• [Your objective]: Your answer must consist of every line from the data below that includes the word "instance".

• [Data supplied]:

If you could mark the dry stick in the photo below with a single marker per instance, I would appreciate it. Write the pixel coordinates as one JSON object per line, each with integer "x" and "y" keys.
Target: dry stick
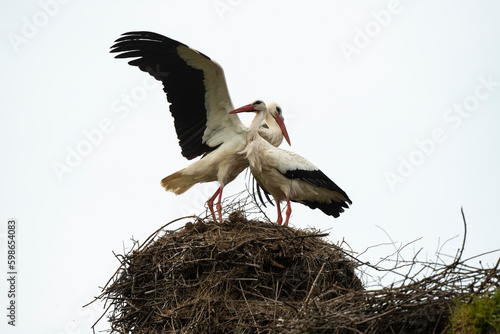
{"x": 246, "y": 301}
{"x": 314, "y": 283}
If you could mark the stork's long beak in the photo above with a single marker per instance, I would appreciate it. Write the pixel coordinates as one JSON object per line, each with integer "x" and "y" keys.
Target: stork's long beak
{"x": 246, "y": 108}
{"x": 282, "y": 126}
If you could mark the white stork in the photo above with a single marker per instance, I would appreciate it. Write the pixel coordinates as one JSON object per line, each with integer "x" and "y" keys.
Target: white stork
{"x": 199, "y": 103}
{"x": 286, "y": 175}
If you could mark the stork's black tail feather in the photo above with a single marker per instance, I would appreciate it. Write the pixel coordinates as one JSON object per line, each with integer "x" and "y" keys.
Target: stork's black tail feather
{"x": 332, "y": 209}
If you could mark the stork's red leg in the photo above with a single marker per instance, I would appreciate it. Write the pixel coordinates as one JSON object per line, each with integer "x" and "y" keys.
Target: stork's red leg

• [Solution to the problem]:
If you could mark the dry stick in the photo below with a single marker per instance, I would appreciate it. Write the pixel coordinates as one JSON object per line, each with integer "x" and "y" keys.
If you could mark the stork's long beak in the photo above with a single marker per instance, I would appreciate it. Write the pixel coordinates as one JSON object per line, each with integer "x" and "y" keys.
If you could mark the white stork in the photo above with a single marker per instance, I would appreciate it. Write the pixel coordinates as one JSON object per line, each with integer "x" and "y" keys.
If you could mark the stork's black tail feather in the photo above with a single marker per instance, I would appreciate it. Write the pixel coordinates as one JSON object per line, each with integer "x" and "y" keys.
If you could mark the stork's red leg in the photo above with a single marker per instance, I would appreciate it. Write the pixel coordinates as one JSON object per line, each with integer "x" and "y" keys.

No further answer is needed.